What the task requires:
All of the entries should be returned without a single change.

══════════

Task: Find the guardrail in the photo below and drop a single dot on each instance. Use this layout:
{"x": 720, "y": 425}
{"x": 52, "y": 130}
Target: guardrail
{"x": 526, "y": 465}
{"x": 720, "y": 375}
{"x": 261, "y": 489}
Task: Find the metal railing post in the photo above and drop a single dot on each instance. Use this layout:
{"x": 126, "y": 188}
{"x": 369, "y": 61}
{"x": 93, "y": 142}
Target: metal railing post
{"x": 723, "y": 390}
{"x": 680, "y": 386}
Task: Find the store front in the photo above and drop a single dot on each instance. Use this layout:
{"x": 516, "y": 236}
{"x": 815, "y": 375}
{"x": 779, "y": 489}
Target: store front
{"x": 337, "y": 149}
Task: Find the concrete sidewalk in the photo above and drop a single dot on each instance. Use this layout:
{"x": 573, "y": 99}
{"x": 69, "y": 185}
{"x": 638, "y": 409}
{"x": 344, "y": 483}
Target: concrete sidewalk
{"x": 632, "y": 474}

══════════

Solved problem:
Task: Find the guardrail in the photo below and drop a single dot on each instance. Use this layout:
{"x": 720, "y": 425}
{"x": 52, "y": 130}
Target: guardrail
{"x": 526, "y": 465}
{"x": 720, "y": 375}
{"x": 261, "y": 489}
Task: Find the metal railing post in the photo above and drop a single dot on each instance. Use this layout:
{"x": 126, "y": 188}
{"x": 369, "y": 61}
{"x": 93, "y": 142}
Target: metal railing post
{"x": 723, "y": 390}
{"x": 680, "y": 386}
Task: Find the store front in the photo above and drop a single dot on each instance. Use this layout:
{"x": 516, "y": 236}
{"x": 815, "y": 375}
{"x": 779, "y": 489}
Target: store front
{"x": 337, "y": 149}
Task: Find the concrete sidewalk in the photo above and drop a single dot on each instance. Use this layout:
{"x": 573, "y": 99}
{"x": 69, "y": 185}
{"x": 638, "y": 409}
{"x": 344, "y": 483}
Target: concrete sidewalk
{"x": 632, "y": 474}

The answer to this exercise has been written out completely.